|Photo: Jim Hartsing|
It's rare to find a player with her head screwed on as straight and level as Audas' is, and it was a refreshing thing for me. She also gave some particularly thoughtful answers to my questions, and I think you'll enjoy reading the entirety of this interview.
Though her playing career may have only just ended, Audas has solidified her place as one of the University of Central Florida's all-time greats and, as I wrote in my article yesterday, she can simply await the phone call that she's been inducted into the school's Hall of Fame a few years down the road.
Justin’s World: How did you get started playing softball?
Mackenzie Audas: I have an older brother who played baseball at the local little league and my parents asked me if I would want to play tee-ball (softball) when I was seven. I remember thinking that would be cool since I would be playing ball just like my brother. I fell in love with it and never even tried to play another sport.
Justin’s World: Tell me what brought you to UCF. What was it about the program that intrigued you and made you say “That’s where I want to go”?
···
_Your task_. Please list every sport named in the interview with Mackenzie Audas. The material after this point isn't needed.

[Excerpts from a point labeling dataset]
···
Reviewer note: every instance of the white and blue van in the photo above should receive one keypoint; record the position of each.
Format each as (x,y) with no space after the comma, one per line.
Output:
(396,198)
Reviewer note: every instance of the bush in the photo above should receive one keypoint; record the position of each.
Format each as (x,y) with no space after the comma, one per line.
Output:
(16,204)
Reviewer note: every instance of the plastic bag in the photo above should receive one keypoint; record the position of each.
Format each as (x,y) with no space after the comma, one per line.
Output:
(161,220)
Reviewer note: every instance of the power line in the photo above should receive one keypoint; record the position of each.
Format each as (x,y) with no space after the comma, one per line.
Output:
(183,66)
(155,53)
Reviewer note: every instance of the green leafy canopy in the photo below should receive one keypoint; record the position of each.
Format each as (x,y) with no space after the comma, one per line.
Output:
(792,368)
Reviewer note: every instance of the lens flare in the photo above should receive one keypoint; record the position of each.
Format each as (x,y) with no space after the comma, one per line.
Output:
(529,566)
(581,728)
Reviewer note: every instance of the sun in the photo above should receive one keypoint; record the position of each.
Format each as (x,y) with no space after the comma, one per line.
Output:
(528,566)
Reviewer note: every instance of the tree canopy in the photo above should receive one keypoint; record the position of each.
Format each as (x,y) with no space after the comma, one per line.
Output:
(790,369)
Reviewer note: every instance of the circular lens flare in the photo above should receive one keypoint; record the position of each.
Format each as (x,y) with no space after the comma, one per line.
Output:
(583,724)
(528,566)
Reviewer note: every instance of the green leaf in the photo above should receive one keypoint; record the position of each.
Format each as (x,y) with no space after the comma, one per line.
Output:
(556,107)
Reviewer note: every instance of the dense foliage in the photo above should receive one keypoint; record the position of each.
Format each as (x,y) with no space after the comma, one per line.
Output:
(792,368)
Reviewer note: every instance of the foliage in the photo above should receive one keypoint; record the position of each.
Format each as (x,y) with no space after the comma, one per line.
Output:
···
_Task result_. Softball, baseball, and tee-ball.